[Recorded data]

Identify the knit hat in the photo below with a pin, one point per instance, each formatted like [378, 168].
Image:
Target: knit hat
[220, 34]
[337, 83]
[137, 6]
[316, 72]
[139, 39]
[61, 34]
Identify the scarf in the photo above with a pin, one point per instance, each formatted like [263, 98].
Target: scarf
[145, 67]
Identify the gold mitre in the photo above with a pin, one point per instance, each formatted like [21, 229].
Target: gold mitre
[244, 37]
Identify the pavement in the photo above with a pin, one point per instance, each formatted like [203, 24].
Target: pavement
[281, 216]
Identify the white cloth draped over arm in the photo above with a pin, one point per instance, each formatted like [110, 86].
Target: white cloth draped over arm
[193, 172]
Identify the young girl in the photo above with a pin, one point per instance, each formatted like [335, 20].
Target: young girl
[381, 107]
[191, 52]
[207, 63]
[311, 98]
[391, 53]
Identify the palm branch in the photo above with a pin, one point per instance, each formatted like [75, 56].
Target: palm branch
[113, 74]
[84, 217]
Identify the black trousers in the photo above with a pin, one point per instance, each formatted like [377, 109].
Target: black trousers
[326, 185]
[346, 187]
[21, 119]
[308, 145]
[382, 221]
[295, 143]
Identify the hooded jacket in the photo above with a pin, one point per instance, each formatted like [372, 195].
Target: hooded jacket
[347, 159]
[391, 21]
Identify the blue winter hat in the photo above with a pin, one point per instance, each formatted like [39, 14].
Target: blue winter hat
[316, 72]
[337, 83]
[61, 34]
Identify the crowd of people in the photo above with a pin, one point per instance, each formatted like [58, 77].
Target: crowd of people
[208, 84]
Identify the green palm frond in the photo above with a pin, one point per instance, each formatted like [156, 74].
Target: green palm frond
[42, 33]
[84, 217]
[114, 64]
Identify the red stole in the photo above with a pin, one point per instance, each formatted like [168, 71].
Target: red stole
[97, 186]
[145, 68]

### Task description
Could you restate every entry verbatim, please?

### Reply to the task
Identify the knit hat in the photo below with a pin, one point per instance, each formatted like [378, 168].
Image:
Target: knit hat
[220, 34]
[337, 83]
[137, 6]
[316, 72]
[139, 39]
[61, 34]
Identify the scarf in the photo above with a pin, one point per instance, each formatted like [263, 98].
Target: scarf
[145, 67]
Identify the gold mitre in the photo above with a pin, one point per instance, each formatted like [21, 229].
Target: gold mitre
[244, 37]
Identify the pavement in the photo above with a pin, one point per instance, each formatted like [203, 24].
Target: pavement
[281, 216]
Identify the white cloth draped over arm in the photo above with a pin, one point per instance, each formatted like [110, 86].
Target: white cloth draped over arm
[193, 172]
Identify the young girl in the photo above with a pin, one point per instance, each formatted like [335, 20].
Target: young girl
[381, 107]
[191, 52]
[207, 63]
[311, 98]
[391, 53]
Identify the palm branch in the photo above with a pin, one point per instance, each formatted like [75, 56].
Target: palm branch
[113, 74]
[84, 217]
Identify the black trousers in the photo above with a pin, one point per instance, each formatted like [377, 109].
Target: black trousers
[326, 185]
[346, 187]
[21, 119]
[308, 145]
[382, 221]
[295, 143]
Identify the hooded jacket in the photo above with a pin, one point per instance, each formatted like [372, 195].
Target: hooded jacket
[347, 159]
[391, 21]
Identify the blue winter hat in the photo above with a pin, one point per instance, each formatted like [39, 14].
Target: blue winter hat
[316, 72]
[337, 83]
[61, 34]
Identify the crowd of people in the photo above with a pin, one point per instance, each formatted like [58, 77].
Target: crowd of people
[208, 84]
Identify the green palm frond in the photo above with a pin, one point per instance, each formatted like [156, 74].
Target: green palm frond
[42, 33]
[84, 217]
[114, 64]
Identify the red stole in the photo above with a pin, one point per instance, each formatted like [168, 71].
Target: red stole
[97, 186]
[145, 68]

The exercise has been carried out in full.